__What is expected__: Return each line of the entries below that contains the string "positive". Case counts.

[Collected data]
====

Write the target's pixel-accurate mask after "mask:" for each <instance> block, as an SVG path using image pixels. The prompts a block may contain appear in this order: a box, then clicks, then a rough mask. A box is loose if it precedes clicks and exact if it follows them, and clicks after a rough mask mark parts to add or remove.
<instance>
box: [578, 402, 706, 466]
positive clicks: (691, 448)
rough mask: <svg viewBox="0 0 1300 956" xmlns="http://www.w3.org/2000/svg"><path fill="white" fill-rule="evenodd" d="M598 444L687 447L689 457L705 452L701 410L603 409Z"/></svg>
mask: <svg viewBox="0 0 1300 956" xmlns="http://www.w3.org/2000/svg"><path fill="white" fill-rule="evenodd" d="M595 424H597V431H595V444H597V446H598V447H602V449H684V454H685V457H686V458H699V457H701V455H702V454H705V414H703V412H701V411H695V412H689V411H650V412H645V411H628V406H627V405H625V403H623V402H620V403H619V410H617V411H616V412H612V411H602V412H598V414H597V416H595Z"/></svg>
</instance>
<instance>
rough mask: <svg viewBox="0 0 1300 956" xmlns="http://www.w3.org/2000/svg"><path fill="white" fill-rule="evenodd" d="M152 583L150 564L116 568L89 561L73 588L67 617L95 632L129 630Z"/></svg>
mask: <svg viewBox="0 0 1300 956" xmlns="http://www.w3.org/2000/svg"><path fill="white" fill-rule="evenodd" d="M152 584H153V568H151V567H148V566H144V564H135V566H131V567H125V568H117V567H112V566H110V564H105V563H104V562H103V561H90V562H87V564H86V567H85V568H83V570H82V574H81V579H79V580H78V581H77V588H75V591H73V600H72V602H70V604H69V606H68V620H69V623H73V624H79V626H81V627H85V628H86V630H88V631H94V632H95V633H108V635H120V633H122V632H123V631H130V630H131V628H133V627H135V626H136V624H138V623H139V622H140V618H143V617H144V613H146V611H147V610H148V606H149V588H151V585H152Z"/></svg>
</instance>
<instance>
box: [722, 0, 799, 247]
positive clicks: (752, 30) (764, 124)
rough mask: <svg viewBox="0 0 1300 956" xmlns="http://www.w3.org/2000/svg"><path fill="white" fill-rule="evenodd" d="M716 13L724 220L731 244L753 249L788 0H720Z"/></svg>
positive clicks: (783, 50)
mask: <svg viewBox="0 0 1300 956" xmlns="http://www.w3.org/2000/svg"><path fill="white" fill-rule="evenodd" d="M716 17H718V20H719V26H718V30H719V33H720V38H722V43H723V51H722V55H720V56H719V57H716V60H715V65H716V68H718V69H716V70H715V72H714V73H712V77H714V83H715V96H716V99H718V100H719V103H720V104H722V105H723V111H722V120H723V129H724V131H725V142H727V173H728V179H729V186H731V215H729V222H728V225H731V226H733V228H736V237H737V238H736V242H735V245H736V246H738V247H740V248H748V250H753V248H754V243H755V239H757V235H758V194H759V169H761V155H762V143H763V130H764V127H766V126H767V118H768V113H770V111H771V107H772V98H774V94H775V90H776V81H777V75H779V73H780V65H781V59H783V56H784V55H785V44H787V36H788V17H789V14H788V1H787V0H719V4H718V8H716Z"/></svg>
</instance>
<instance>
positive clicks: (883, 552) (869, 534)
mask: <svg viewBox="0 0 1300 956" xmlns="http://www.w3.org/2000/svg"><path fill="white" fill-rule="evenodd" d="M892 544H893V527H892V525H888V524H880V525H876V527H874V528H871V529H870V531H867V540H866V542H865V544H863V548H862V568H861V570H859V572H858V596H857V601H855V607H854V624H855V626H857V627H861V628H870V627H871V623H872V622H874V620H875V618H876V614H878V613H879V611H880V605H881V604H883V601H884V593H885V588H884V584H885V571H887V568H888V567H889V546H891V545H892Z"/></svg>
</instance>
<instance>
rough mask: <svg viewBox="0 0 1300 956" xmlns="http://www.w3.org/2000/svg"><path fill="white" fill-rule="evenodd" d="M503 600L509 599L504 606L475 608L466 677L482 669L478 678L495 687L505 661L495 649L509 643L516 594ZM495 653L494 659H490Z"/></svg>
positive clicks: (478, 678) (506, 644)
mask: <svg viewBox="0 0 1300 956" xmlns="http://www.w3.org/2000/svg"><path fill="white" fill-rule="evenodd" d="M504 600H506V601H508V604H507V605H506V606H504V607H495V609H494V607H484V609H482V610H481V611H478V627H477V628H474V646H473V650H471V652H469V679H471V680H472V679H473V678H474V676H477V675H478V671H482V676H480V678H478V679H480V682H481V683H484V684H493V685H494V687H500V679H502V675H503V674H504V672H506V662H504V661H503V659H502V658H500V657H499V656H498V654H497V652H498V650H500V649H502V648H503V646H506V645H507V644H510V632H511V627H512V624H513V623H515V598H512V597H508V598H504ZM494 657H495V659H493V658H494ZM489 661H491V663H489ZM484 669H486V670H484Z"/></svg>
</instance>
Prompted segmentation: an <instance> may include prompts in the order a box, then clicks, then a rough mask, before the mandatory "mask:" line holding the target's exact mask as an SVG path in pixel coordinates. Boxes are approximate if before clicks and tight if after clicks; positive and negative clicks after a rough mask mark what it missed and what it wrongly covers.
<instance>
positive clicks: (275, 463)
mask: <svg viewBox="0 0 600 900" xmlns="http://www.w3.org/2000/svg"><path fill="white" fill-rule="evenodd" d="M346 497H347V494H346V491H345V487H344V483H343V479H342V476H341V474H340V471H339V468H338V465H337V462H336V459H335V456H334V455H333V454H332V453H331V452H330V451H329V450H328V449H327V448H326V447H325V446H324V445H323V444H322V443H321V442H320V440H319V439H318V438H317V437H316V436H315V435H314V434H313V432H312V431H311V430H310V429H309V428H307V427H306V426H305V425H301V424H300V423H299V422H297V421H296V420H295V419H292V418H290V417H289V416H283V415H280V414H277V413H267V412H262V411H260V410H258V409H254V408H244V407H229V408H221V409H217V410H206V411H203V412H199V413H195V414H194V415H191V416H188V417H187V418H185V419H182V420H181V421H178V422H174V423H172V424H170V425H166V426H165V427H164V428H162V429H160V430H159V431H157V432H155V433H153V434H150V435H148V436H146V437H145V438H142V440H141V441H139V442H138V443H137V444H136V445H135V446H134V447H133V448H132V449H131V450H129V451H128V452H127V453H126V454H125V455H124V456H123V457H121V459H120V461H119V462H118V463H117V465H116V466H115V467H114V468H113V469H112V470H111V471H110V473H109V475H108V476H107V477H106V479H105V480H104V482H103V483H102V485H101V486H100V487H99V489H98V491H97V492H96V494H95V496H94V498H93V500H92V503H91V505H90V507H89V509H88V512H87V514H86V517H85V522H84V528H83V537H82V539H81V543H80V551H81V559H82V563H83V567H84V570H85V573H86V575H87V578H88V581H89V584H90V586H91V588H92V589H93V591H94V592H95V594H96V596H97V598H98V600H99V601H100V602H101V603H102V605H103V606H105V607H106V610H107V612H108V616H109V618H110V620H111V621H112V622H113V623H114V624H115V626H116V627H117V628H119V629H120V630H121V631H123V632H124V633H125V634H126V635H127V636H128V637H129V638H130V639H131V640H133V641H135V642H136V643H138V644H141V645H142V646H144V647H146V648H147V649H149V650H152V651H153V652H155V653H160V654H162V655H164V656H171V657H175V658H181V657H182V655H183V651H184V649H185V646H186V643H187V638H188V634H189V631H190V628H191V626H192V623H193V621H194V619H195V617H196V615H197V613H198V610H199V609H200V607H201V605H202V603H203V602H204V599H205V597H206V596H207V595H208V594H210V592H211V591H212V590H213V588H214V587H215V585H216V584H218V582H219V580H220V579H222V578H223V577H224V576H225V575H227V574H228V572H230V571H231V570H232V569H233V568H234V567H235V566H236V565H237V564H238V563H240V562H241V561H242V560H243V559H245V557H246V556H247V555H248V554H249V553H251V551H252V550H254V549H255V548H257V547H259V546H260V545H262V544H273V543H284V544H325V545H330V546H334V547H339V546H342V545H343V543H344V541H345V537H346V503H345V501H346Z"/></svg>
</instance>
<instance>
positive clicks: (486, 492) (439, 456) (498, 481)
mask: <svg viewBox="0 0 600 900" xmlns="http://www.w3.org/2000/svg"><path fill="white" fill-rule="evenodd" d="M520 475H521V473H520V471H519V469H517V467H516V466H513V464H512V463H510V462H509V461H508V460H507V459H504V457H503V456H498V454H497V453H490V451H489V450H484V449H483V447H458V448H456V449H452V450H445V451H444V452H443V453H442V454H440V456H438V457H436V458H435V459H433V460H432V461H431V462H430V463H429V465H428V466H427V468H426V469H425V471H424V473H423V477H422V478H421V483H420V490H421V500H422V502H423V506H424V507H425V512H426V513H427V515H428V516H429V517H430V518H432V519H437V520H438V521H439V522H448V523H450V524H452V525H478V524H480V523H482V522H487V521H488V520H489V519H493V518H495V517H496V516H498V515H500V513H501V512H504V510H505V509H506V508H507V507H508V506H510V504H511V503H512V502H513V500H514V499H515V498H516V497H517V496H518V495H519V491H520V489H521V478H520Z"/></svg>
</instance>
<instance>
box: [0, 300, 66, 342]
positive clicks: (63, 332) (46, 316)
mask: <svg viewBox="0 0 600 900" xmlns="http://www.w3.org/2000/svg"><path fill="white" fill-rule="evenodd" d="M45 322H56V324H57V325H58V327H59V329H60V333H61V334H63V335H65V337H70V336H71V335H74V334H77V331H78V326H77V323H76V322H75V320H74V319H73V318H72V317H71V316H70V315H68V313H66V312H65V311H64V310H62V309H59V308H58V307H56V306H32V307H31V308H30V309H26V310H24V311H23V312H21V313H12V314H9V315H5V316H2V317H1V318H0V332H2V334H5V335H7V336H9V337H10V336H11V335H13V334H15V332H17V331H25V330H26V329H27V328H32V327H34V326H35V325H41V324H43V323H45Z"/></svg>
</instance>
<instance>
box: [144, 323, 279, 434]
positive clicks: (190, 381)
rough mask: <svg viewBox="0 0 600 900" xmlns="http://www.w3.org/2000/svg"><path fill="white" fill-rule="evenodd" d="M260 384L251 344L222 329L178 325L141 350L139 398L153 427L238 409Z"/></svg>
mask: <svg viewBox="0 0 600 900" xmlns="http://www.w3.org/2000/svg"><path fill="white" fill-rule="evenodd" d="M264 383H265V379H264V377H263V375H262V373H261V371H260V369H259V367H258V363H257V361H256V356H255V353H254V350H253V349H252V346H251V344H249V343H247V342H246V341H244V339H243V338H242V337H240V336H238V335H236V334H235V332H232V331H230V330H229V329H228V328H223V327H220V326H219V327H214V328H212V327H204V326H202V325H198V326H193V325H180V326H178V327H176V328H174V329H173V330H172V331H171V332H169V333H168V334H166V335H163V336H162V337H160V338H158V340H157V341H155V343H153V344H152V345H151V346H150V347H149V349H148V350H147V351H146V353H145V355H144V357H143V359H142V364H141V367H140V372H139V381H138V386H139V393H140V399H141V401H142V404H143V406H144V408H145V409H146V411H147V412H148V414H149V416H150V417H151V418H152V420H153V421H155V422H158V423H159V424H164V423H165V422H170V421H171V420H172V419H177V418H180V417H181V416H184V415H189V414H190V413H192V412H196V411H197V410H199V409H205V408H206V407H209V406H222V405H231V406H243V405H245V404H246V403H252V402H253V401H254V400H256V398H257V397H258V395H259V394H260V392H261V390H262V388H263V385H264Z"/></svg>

====

__Task solution__:
positive clicks: (691, 448)
positive clicks: (752, 30) (764, 124)
positive clicks: (783, 50)
positive clicks: (883, 552) (869, 534)
positive clicks: (478, 678) (506, 644)
Prompted segmentation: an <instance> may include prompts in the order a box, then clicks, then a rough mask, before the mandatory "mask:" line holding the target's exact mask as an SVG path in pixel coordinates. Boxes are approximate if before clicks and tight if after clicks; positive and negative clicks after a rough mask mark what it missed and what it wrongly covers.
positive clicks: (275, 463)
positive clicks: (486, 492) (439, 456) (498, 481)
positive clicks: (63, 332) (46, 316)
positive clicks: (190, 381)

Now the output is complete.